● **GIVEN PROBLEM 1**: Convert the entries that follow the CSV passage into a JSON list of strings, one string per line, with blank lines left out.

-- TEXT PASSAGE start --

CSV looks simple but gets tricky when fields contain commas or quotes. If you split on commas with FS=",", a value like "Smith, John" will be split incorrectly. GNU awk’s FPAT solves this by defining what a field is rather than what separates fields. A typical CSV FPAT matches either a quoted field or an unquoted field. This allows you to preserve commas inside quotes and then unescape quotes for output.

Deep Dive into the concept

CSV has a small but strict grammar: fields are separated by commas, fields may be quoted with double quotes, and quotes inside quoted fields are escaped by doubling them (""). If you parse with FS=",", you cannot distinguish commas inside quoted fields from separators. FPAT reverses the logic. Instead of describing separators, you define a regex that matches valid field content. For CSV, a common pattern is:

FPAT = "([^,]*)|( \"([^\"]|\"\")*\" )"

In practice you can use a single-line regex like:

FPAT = "([^,]+)|(""([^""]|"")*"")"

This matches either unquoted text without commas or a quoted string that may contain escaped quotes. Once fields are matched, AWK treats each match as a field and sets $1..$NF accordingly.

However, FPAT is a GNU awk extension. That means portability is limited. Your CLI tool should detect GNU awk (gawk --version) or provide a --csv mode that explicitly requires it. For users on macOS, the default /usr/bin/awk is not GNU awk; this is a common portability problem. You can either instruct users to install gawk and run gawk -f fieldex.awk, or bundle a wrapper that checks and fails with a clear error message.

After parsing, you still need to unquote fields. CSV quoted fields preserve quotes, so "Alice" becomes a field value including quotes. If you output raw fields, your output may include quotes in unexpected places. For a field extractor tool, you typically want to output the value, so you should strip surrounding quotes and unescape doubled quotes. This can be done with a simple helper: if a field starts and ends with ", remove them, then replace "" with ".

Edge cases: empty fields, trailing commas, and line endings. FPAT patterns should allow empty fields (e.g., "" or nothing between commas). This is easy to miss. Also, Windows CSV files may end with \r\n; you should normalize line endings or set RS appropriately. If you ignore this, your output may carry stray \r characters.

-- TEXT PASSAGE end --

● **GIVEN PROBLEM 2**: Reproduce the CSV passage from "This matches either" to "sets $1..$NF accordingly.", changing "escaped quotes" to "embedded quotes".

-- RECORDS SHOWN start --

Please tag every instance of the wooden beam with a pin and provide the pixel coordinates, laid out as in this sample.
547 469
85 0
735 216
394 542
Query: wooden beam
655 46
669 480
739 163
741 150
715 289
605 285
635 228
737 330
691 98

-- RECORDS SHOWN end --

● **TASK RESPONSE 1**:
[
  "Please tag every instance of the wooden beam with a pin and provide the pixel coordinates, laid out as in this sample.",
  "547 469",
  "85 0",
  "735 216",
  "394 542",
  "Query: wooden beam",
  "655 46",
  "669 480",
  "739 163",
  "741 150",
  "715 289",
  "605 285",
  "635 228",
  "737 330",
  "691 98"
]

● **TASK RESPONSE 2**:
This matches either unquoted text without commas or a quoted string that may contain embedded quotes. Once fields are matched, AWK treats each match as a field and sets $1..$NF accordingly.